> _SET OF TASKS_:
**a.** How many women were enrolled in the etoposide study extract, and at how many centers?
**b.** Carry on the etoposide study extract, starting right after its final sentence.

──────── PAGE EXTRACT

Abstract
No standard chemotherapy has been defined for metastatic breast cancer (MBC) patients pretreated with anthracyclines and taxanes. A multicenter phase 2 study was conducted to evaluate the safety and efficacy of oral etoposide in patients with MBC.
Eligible patients were treated with repeated cycles of oral etoposide (60 mg/m2/d on days 1–10, followed by 11 days of rest). The primary endpoint was progression-free survival (PFS). The secondary endpoints were objective response rate, clinical benefit rate (CBR), and toxicity profiles.
Seventy-five women with MBC were enrolled at 10 centers in China. Seven (9.3%) patients achieved partial response (PR) and 29 (38.7%) had stable disease (SD). Nine patients (12%) had SD for >24 weeks and the CBR was 21.3% (16/75). The median PFS was 4.5 (range, 1.3–7.7) months. Of the 38 patients who received ≥3 regimens prior to this study, 2 (5.3%) had PR and 3 (7.9%) had SD for >24 weeks, with a CBR of 13.2%. The reported grade 3/4 adverse events included leukopenia (13.3%, n = 10), neutropenia (17.9%, n = 14), anemia (2.7%, n = 2), vomiting (2.6%, n = 2), and alopecia (1.3%, n = 1).
Oral etoposide was effective and well tolerated in Chinese women with pretreated MBC.
INTRODUCTION
Significant and worldwide progress in the early detection and comprehensive treatment of breast cancer (BC) has been made in recent years. However, it has been estimated that 30% of the patients initially diagnosed with early-stage BC will eventually develop metastatic breast cancer (MBC). In most cases, MBC remains an incurable disease. Therefore, the systemic treatment of MBC prolongs survival and enhances quality of life, but is not curative.
Anthracyclines and taxanes are the preferred cytotoxic drugs for the treatment of MBC. Other agents, including capecitabine, gemcitabine, vinorelbine, and others, are also available as treatment options and can be used in cases that were pretreated with at least an anthracycline and a taxane.1–5 For patients who have failed ≥3 chemotherapy regimens, there are no standard therapeutic schedules. Most guidelines suggest best supportive therapy or participation in clinical trials.

────────────────
──────── MATERIAL PROVIDED

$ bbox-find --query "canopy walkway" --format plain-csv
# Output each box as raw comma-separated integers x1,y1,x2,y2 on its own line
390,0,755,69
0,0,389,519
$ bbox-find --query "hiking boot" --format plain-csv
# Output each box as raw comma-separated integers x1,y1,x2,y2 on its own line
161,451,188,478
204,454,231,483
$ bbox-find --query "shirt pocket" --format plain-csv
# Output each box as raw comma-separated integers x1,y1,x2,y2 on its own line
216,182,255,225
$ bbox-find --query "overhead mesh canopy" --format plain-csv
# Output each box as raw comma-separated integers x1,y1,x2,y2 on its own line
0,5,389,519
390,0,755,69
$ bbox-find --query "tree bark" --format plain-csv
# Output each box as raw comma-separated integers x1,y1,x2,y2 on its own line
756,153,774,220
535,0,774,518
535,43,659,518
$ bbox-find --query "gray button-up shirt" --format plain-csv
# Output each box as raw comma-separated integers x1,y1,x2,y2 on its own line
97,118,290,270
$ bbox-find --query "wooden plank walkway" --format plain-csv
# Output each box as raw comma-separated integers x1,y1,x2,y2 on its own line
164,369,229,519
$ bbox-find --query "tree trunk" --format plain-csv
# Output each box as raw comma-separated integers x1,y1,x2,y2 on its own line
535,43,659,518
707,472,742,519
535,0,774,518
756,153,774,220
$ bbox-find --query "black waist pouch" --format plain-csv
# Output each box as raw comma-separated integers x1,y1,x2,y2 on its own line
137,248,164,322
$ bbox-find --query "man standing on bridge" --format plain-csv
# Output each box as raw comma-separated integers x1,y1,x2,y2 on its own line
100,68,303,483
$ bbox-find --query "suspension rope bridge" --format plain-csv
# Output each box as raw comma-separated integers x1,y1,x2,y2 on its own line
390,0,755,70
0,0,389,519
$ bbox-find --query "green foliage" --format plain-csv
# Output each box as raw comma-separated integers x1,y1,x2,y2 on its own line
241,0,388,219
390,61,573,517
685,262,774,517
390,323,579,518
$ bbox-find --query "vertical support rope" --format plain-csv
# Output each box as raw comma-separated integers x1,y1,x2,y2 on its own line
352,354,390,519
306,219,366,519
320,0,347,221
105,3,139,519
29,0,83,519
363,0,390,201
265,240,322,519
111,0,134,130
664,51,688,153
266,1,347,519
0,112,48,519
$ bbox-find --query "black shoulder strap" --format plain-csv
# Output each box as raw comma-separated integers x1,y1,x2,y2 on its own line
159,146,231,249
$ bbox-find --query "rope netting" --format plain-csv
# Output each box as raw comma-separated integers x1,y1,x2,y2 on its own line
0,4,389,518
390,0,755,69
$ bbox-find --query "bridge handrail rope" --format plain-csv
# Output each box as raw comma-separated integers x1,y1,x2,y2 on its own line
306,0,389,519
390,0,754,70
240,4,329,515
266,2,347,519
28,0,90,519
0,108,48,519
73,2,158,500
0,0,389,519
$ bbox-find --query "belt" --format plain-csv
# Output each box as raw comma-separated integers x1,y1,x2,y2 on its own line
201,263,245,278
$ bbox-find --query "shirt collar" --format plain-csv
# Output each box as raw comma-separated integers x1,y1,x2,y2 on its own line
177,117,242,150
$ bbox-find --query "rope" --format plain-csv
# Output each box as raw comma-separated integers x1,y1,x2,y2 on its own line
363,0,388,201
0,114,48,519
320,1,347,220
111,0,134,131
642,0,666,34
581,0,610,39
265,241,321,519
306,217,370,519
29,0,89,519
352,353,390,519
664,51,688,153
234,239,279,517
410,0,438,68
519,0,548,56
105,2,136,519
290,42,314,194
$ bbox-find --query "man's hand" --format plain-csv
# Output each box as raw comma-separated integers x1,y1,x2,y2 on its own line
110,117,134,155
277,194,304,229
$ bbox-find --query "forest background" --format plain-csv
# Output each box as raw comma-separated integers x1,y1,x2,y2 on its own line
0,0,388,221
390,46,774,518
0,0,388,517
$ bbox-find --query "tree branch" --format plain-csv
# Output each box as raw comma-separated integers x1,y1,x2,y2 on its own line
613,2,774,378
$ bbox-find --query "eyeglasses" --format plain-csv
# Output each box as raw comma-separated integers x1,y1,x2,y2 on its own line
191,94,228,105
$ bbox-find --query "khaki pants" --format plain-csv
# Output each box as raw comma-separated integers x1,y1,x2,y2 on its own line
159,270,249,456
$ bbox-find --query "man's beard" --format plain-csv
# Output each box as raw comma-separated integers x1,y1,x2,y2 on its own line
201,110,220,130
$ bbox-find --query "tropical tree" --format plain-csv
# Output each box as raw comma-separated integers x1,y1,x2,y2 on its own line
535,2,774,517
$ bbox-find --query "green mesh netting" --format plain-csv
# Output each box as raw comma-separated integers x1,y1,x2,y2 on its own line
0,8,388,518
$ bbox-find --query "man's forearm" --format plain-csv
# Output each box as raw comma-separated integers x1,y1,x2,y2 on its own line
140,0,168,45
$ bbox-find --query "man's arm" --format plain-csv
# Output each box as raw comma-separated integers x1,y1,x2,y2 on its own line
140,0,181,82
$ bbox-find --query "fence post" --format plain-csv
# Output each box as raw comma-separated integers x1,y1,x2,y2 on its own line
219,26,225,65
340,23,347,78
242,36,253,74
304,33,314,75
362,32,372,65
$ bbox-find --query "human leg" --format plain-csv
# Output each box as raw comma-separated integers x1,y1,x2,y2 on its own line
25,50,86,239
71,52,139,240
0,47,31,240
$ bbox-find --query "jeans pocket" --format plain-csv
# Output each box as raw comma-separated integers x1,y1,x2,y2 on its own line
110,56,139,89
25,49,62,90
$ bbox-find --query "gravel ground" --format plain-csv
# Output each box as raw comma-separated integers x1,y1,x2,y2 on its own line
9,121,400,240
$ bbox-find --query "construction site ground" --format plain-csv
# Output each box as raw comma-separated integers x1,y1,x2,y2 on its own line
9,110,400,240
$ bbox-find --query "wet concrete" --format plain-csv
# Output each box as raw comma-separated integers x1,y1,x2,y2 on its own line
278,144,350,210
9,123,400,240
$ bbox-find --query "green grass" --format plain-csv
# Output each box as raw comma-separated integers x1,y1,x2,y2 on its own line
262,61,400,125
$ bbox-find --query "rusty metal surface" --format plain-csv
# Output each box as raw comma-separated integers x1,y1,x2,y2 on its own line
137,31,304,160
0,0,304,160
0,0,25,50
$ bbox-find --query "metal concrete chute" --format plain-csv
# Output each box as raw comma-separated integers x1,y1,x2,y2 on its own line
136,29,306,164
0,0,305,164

────────────────

> _ANSWER SET_:
**a.** Seventy-five women were enrolled at 10 centers in China.

**b.**
Etoposide is a semisynthetic derivative of podophyllotoxin that can induce cell cycle arrest at the late S phase and early G2 phase.6 Although it has been administered intravenously to MBC patients with disappointing results,7 a number of preclinical and clinical studies have demonstrated the schedule dependency of etoposide efficacy.8–10 In a phase 1 clinical trial, a variety of solid tumors showed responses to prolonged etoposide exposure.11 Hainsworth et al11 proposed a schedule of chronic oral etoposide of 50 mg/m2/d for 21 consecutive days every 4 weeks. Additionally, sensitivity to oral etoposide has been demonstrated in small cell lung cancer, nonsmall-cell lung cancer, non-Hodgkin lymphoma, germ cell tumors, and BC.12,13 Furthermore, the prolonged schedule of administration of single-agent oral etoposide has been tested in recurrent or MBC in five phase 2 clinical trials.14–18 The numbers of patients enrolled and the response rates in these studies are listed in Table 1. It is important to note that all of these studies included small sample sizes and were conducted before granulocyte colony-stimulating factor was used in clinical practice. Additionally, there is a lack of data pertaining to the efficacy and safety of oral etoposide in Chinese patients with MBC. In 2012, we reported our single-center study of oral etoposide in a group of Chinese patients with heavily treated MBC, the results of which suggested that oral etoposide could be an option for this patient population.19 To further elucidate the efficacy of oral etoposide, we conducted a multicenter phase 2 study in Chinese patients with MBC who were pretreated with anthracyclines and taxanes.
TABLE 1.
Phase 2 Clinical Trials of Oral Etoposide in Metastatic Breast Cancer
METHODS
Patients
Patients were eligible to participate in the study if they had histologically or cytologically confirmed BC with clinical evidence of metastatic disease. Patients were allowed to have undergone no >3 prior chemotherapy regimens for metastatic disease. Prior therapy must have included an anthracycline and a taxane in either the adjuvant or metastatic settings.
Additionally, patients must have had a life expectancy of at least 3 months, an Eastern Cooperative Oncology Group performance status of ≤ 2, and at least 1 measurable lesion. Other eligibility criteria included being between 18 and 80 years of age, and adequate bone marrow, liver, and renal function.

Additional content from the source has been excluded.